PROBLEMA BREVE A
Raccogli tutte le righe dell'elenco in cui compare la parola "white", facendo attenzione a maiuscole e minuscole.

·····

Alessandra Fagioli: “Per me i luoghi sono tanto importanti quanto i corpi”

Intervista all'autrice di un giallo dalla narrazione asciutta, severa e incalzante

Tra i 62 libri che sono stati proposti dagli Amici della domenica per il Premio Strega 2021, c’era anche quello di Alessandra Fagioli, Scacco all’isola (Robin 2021), pubblicato nella collana “I luoghi del delitto” e ambientato in parte all’isola d’Elba, luogo dove il delitto sembrerebbe una possibilità rara e che invece si presta bene a fare da teatro per questa storia. Paolo Ferruzzi nel presentarlo al premio ha scritto che si trattava di “una narrazione asciutta, severa, incalzante, più generosa con i luoghi che non con le persone” e davvero nel leggerlo si comprende quanto l’autrice si sia dedicata a evocare e a far vivere nella mente di chi legge le ambientazioni della vicenda narrata. Cosa questa che, se fatta senza abilità e senza studio, rischia sempre di apparire noiosa e sciatta, mentre Fagioli è riuscita a dare una personalità ai luoghi che narra, descritti mentre si sviluppa la trama del romanzo, con diversi omicidi e un finale sorprendente, come è naturale che sia, trattandosi di un giallo. La protagonista è un commissario, Anna Tesei, alle prese con una situazione famigliare che definire difficile è un eufemismo (un marito paraplegico, una figlia tossica e un figlio che fa il bullo), ma che trova un confronto vitale con Emma Lamon, un’amica scrittrice di gialli, che è sopravvissuta a un naufragio e ne porta i segni. A colpirmi è stato anche il fatto che io ho conosciuto Alessandra Fagioli quando entrambi studiavamo antropologia culturale con Ida Magli. Da antropologi a scrittori di storie gialle e noir, il passo sembra molto lungo, ma a pensarci bene non è poi così strano passare dall’osservazione dei popoli all’analisi dei singoli individui che reagiscono a un episodio violento esploso nella loro vita. Ogni antropologia in fondo è anche un’inchiesta, e il mistero fa parte dell’esistenza umana più di quanto si possa pensare. E quindi ecco che è arrivato il momento di fare una chiacchierata con Fagioli sul suo romanzo.


Mi piace molto l’idea che un’isola possa diventare, come scrivi, “molto più tentacolare di una città, molto più pericolosa di un quartiere sordido, molto più intrigante di un paesaggio montano”, tu hai vissuto da vicino i misteri dell’Isola d’Elba?

Con l’isola d’Elba ho un legame ancestrale, lì affondano le mie radici, vi ho sempre trascorso lunghi periodi dalla nascita e posso dire di conoscerla sasso a sasso. Non vi sono nata solo perché mia madre aveva l’ostetrica a Roma e ad agosto è tornata in città per partorirmi. Crescere in una casa a picco sul mare, che era la ragione di vita di mio padre, ha condizionato anche le mie scelte, tanto da essere l’unica della famiglia a esservi restata, attaccata come una patella allo scoglio. Così ho maturato l’idea di immortalare alcuni suoi scenari incredibili rendendoli teatro del crimine. Ovvero, come dico nella dedica rivolta proprio all’isola, ambientare delitti in luoghi fascinosi come intimo atto d’amore. Perché credo nulla più di un assassinio possa rendere indimenticabile un territorio.

·····

PROBLEMA BREVE B
Rispondi alle domande sul brano, una risposta per riga con la stessa numerazione.
(i) Quanti libri sono stati proposti dagli Amici della domenica per il Premio Strega 2021?
(ii) Come si chiama il commissario protagonista di Scacco all'isola?
(iii) In quale mese la madre dell'autrice è tornata a Roma per partorire?

·····

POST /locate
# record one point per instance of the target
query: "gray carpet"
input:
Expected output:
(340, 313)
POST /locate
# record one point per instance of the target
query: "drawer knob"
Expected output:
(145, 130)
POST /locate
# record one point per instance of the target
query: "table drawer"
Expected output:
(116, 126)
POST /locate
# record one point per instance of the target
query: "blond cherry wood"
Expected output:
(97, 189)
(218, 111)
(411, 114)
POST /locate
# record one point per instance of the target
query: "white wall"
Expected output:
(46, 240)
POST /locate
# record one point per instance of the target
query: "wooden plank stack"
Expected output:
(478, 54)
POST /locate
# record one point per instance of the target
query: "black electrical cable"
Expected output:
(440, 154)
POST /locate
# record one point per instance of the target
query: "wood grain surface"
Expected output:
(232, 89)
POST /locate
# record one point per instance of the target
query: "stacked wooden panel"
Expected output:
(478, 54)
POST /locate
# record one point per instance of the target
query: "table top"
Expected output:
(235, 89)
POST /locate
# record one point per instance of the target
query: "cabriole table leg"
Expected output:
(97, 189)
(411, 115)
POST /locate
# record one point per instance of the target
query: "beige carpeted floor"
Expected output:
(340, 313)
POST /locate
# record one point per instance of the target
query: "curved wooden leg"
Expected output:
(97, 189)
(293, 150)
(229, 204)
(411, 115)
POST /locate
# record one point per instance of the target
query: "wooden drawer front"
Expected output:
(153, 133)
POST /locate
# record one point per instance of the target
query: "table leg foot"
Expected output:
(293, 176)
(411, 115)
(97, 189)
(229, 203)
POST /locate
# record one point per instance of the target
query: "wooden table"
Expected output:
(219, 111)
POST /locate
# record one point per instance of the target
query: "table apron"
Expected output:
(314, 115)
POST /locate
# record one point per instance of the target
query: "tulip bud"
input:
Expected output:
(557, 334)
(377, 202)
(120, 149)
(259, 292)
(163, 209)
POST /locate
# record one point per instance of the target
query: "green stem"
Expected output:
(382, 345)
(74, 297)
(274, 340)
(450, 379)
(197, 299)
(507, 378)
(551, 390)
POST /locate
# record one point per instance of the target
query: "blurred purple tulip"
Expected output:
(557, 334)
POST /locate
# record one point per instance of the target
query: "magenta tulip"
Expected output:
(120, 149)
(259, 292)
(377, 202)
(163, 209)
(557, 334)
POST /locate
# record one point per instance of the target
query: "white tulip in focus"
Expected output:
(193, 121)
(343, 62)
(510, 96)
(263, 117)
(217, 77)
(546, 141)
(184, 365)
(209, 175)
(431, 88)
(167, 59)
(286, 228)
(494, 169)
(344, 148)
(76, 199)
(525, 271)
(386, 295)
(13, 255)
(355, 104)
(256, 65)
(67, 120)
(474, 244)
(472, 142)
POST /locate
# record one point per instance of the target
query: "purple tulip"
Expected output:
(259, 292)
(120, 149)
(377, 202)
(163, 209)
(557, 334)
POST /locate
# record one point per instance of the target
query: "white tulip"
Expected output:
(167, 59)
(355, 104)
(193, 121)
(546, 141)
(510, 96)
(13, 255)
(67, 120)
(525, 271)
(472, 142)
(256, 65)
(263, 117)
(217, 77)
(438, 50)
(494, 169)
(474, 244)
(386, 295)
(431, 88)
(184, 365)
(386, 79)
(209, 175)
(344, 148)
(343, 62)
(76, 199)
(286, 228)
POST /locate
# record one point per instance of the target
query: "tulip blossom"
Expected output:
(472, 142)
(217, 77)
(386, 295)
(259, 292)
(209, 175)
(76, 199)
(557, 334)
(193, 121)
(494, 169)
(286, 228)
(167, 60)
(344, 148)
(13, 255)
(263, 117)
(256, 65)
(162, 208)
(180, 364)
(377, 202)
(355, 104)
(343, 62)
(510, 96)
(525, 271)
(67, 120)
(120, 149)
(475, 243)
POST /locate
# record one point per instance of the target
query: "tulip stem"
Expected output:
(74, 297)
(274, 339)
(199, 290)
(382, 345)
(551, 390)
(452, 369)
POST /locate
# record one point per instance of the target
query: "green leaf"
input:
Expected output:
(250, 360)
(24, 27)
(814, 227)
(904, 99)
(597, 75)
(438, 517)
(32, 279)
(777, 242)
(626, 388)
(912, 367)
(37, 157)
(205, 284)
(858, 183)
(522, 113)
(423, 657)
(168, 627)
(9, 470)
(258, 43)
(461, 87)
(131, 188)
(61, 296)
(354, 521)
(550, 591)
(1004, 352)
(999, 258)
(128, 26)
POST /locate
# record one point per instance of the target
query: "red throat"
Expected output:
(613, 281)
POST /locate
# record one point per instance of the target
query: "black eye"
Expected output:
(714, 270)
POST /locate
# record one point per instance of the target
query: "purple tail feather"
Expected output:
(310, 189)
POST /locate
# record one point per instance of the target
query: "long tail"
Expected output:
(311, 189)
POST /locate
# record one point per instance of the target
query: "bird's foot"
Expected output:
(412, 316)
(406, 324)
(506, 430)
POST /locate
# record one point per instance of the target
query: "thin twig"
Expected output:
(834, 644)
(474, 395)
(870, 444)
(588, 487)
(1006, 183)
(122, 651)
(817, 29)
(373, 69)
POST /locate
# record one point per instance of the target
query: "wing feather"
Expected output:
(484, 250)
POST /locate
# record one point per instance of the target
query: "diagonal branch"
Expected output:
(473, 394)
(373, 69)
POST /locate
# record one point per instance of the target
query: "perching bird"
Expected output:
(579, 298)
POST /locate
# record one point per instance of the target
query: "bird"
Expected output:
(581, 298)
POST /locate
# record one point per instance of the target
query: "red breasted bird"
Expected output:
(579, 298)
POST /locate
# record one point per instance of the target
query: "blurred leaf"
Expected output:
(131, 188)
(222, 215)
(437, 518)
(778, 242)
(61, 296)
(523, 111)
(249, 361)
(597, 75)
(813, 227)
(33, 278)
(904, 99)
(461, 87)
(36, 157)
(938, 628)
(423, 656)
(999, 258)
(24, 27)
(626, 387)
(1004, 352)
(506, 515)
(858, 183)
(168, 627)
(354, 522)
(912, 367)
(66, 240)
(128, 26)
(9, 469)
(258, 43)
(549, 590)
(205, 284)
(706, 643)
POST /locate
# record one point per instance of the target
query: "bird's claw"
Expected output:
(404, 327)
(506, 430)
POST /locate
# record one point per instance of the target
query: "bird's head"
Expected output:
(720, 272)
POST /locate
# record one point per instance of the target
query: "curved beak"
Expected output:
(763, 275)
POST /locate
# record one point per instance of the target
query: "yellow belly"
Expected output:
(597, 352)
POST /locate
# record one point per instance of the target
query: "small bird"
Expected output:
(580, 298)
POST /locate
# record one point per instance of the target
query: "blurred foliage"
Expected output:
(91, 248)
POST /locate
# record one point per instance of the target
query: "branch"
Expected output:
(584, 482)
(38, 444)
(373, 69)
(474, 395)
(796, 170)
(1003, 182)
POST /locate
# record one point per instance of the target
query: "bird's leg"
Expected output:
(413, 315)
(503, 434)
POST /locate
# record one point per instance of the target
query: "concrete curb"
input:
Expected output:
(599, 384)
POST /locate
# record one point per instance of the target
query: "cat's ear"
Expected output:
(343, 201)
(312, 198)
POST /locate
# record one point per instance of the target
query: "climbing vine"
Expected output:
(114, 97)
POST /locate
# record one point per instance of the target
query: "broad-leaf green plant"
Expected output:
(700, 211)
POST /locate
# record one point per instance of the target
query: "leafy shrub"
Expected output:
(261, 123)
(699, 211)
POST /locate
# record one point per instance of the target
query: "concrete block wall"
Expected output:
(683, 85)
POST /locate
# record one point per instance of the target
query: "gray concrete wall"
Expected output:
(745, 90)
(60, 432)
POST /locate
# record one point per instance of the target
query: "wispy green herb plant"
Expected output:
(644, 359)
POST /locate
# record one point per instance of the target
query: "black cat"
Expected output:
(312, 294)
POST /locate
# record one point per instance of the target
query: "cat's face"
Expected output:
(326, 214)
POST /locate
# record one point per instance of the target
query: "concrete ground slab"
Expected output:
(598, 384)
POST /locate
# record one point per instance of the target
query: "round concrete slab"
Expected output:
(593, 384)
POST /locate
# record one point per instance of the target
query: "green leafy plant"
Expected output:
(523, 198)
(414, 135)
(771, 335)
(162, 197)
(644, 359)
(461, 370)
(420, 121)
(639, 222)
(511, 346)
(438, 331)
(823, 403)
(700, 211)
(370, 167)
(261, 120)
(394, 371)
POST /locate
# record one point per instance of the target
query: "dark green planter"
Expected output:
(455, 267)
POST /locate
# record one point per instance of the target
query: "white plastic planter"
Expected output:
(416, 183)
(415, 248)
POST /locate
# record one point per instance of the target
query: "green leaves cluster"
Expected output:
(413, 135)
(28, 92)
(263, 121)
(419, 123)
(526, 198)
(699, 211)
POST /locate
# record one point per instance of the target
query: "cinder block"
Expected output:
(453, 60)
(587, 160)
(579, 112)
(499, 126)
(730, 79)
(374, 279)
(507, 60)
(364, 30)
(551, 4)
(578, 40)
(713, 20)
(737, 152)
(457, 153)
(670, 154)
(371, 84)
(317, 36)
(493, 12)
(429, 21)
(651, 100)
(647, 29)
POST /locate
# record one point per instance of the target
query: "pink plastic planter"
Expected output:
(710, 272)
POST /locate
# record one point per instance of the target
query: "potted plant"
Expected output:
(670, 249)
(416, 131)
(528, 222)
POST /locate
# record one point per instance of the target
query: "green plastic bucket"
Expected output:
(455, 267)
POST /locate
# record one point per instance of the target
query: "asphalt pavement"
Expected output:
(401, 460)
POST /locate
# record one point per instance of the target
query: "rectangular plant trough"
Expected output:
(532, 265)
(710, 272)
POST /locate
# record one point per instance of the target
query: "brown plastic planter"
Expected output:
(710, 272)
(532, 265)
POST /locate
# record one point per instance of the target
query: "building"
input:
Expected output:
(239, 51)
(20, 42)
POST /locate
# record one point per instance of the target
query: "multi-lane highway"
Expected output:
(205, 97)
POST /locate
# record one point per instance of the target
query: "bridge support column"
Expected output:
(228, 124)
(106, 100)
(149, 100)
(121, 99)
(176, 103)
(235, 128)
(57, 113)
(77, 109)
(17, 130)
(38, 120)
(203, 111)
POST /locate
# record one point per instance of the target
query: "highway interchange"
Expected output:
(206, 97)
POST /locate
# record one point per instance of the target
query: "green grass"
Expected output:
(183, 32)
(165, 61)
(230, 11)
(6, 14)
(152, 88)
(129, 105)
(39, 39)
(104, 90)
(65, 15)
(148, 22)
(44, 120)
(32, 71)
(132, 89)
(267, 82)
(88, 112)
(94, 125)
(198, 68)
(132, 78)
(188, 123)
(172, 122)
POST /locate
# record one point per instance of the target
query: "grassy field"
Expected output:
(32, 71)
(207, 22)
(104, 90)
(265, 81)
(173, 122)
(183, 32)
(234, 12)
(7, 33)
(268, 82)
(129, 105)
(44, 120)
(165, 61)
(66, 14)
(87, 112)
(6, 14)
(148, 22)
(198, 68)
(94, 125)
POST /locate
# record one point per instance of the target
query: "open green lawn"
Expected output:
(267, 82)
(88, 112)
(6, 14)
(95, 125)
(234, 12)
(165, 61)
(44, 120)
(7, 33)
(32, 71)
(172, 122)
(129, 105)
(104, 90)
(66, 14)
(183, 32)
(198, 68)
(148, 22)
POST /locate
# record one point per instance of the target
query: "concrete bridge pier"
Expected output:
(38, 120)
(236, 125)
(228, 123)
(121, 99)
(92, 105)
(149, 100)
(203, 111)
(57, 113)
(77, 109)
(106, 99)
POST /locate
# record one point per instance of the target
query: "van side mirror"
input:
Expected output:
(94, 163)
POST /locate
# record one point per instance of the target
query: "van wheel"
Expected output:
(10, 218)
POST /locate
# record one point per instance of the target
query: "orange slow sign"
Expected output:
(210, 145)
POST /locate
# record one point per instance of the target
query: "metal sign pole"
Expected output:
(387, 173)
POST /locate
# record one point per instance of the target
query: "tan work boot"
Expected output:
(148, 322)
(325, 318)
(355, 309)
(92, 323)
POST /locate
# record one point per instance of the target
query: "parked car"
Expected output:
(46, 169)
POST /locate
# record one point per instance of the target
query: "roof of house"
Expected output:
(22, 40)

·····

SOLUZIONE ESERCIZIO A
query: "white wall"
query: "white tulip in focus"
query: "white tulip"
query: "white plastic planter"

SOLUZIONE ESERCIZIO B
(i) 62
(ii) Anna Tesei
(iii) Ad agosto